--- Start of DOCUMENT SECTION ---

Challenges and Solutions for Inclusive and Equitable Digital Access
Digital access is key to advancing digital inclusion and equity for all learners. Persistent gaps in access to devices and connectivity, and in opportunities to develop digital skills, exacerbate existing disparities in educational attainment and income and have a disproportionate impact on Black individuals and other people of color. Around 71 percent of people who have less than a high school diploma use the internet, compared with 84 percent of high school graduates and 98 percent of those who have some college education. People with lower incomes and formal educational levels are significantly less likely to have broadband access at home and are much more likely to rely on smartphones for internet access. While a third of all American workers ages 16 to 64 have limited or no digital skills, that is true for about half of all Black and Latinx workers. Additionally, Americans with disabilities are adopting technologies at lower rates, regardless of age. Such disparities reflect long-standing inequities in American society, such as income and wealth gaps and uneven access to high-quality K-12 education.
In the national digital skills landscape scan conducted as part of the Digital Resilience in the American Workforce project, access to devices and the internet was among the most frequently mentioned challenges. This blog post will share effective models and practices revealed during the landscape scan related to addressing equity-related barriers to device and internet access and to digital skills instruction.
Access to Technology, Devices, and Internet
Devices for Learning
The Challenge: Learning on Smaller Devices
According to a 2020 ProLiteracy study, access to devices and broadband/Wi-Fi is the second-highest need of adult education learners, surpassed only by employment assistance. For those on the privileged side of the digital divide, technology feels ubiquitous, but the reality is that only about half of households earning less than $30,000 per year have a computer, compared with 94 percent of households with an annual income greater than $100,000. As a result, many adult learner-workers are learning on smaller devices, like smartphones and tablets. While responsive design allows a learner to access the same content with smartphones and tablets as they would with a computer, reading text and doing math on a small screen increases the cognitive load, thus expanding the barrier to learning and making tasks more difficult and frustrating. Access to larger-screen devices (such as tablets and laptops) is needed to effectively learn, study, and communicate online.

--- End of DOCUMENT SECTION ---

--- EXERCISE A ---
In the listing, reproduce the stretch from the line containing "like [(210, 212)]." through the line containing "[(88, 122)]", both lines included, and leave out the pictures.

--- Start of EXERCISE DATA ---

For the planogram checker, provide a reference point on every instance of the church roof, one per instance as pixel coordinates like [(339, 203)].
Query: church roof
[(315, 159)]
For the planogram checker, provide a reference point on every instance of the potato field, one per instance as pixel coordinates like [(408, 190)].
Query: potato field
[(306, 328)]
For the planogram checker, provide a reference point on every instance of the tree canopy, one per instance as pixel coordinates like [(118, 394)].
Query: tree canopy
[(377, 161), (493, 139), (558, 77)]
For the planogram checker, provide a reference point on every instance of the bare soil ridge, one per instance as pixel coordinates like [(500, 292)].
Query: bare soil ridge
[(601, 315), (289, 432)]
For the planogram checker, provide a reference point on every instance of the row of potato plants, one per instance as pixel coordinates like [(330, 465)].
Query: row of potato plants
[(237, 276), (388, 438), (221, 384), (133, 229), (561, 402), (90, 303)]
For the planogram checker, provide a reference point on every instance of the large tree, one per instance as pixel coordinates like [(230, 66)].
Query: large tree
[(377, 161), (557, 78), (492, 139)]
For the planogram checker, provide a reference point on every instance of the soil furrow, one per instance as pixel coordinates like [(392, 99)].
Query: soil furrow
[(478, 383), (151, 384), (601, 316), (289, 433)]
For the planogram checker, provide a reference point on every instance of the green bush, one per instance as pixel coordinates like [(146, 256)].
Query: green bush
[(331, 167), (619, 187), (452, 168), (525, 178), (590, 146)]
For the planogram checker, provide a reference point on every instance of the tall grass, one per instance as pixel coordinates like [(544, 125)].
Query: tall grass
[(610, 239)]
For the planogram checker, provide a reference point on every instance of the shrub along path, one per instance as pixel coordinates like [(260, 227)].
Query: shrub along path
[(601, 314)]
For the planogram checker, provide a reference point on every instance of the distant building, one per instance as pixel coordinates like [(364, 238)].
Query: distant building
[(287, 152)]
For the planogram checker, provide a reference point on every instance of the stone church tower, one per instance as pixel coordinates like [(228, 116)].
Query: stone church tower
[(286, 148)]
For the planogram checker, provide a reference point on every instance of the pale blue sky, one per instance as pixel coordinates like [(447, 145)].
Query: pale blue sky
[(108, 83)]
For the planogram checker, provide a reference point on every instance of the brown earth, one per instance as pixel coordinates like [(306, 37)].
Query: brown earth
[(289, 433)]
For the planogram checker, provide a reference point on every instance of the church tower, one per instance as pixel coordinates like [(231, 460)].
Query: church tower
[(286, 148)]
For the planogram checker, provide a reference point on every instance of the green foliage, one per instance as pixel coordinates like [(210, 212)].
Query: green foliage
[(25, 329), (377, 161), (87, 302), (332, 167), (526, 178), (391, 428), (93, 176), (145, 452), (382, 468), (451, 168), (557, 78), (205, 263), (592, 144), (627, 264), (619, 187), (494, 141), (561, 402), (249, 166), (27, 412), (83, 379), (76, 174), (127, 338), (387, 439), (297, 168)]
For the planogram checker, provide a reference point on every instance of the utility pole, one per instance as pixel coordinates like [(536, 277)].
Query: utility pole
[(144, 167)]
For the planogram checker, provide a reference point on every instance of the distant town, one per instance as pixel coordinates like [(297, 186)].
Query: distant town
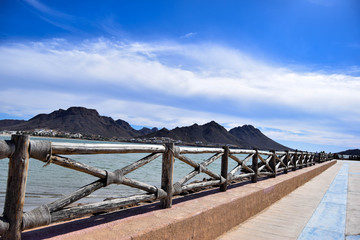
[(151, 140)]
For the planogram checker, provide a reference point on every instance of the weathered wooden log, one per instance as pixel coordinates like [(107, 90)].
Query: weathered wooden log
[(265, 153), (286, 161), (241, 176), (188, 177), (167, 175), (78, 166), (272, 163), (4, 225), (36, 218), (7, 148), (140, 163), (242, 151), (86, 148), (300, 161), (224, 168), (187, 160), (78, 194), (255, 166), (212, 159), (188, 150), (144, 186), (198, 166), (40, 150), (16, 186), (200, 185), (294, 161), (105, 206)]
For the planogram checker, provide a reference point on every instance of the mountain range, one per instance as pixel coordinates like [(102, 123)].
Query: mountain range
[(88, 122)]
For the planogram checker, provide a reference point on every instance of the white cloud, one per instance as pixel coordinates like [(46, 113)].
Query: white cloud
[(56, 73)]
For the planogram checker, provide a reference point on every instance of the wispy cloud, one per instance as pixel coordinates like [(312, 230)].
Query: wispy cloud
[(189, 35), (152, 83)]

--- End of EXERCISE DATA ---

--- EXERCISE B ---
Transcribe the stretch of the digital access article from "In the national" through "digital skills instruction.".

--- OUTPUT A ---
For the planogram checker, provide a reference point on every instance of the green foliage, one per instance as pixel coordinates like [(210, 212)].
Query: green foliage
[(25, 329), (377, 161), (87, 302), (332, 167), (526, 178), (391, 428), (93, 176), (145, 452), (382, 468), (451, 168), (557, 78), (205, 263), (592, 144), (627, 264), (619, 187), (494, 141), (561, 402), (249, 166), (27, 412), (83, 379), (76, 174), (127, 338), (387, 439), (297, 168)]
For the planogram checker, provide a reference point on every instance of the utility pole, one per instance as pixel coordinates like [(536, 277)].
Query: utility pole
[(144, 167)]
For the planogram checker, provide a reference point on every instance of the distant town, one per instance as pixel coordinates like [(297, 186)].
Query: distant town
[(151, 140)]
For the planogram checker, provide a reference point on every instance of the weathered wooden log, one per instance as pixel coordinates like [(107, 90)].
Query: weathered wooden log
[(265, 153), (286, 161), (241, 176), (188, 177), (167, 175), (78, 166), (272, 163), (4, 225), (36, 218), (7, 148), (140, 163), (242, 151), (86, 148), (300, 161), (224, 168), (187, 160), (78, 194), (255, 166), (212, 159), (188, 150), (144, 186), (198, 166), (40, 150), (16, 186), (200, 185), (294, 161), (105, 206)]
For the planogram checker, provide a reference point on every instance of the mountain range, one per instance as pixel coordinates like [(102, 123)].
Query: mountain range
[(88, 122)]

--- OUTPUT B ---
In the national digital skills landscape scan conducted as part of the Digital Resilience in the American Workforce project, access to devices and the internet was among the most frequently mentioned challenges. This blog post will share effective models and practices revealed during the landscape scan related to addressing equity-related barriers to device and internet access and to digital skills instruction.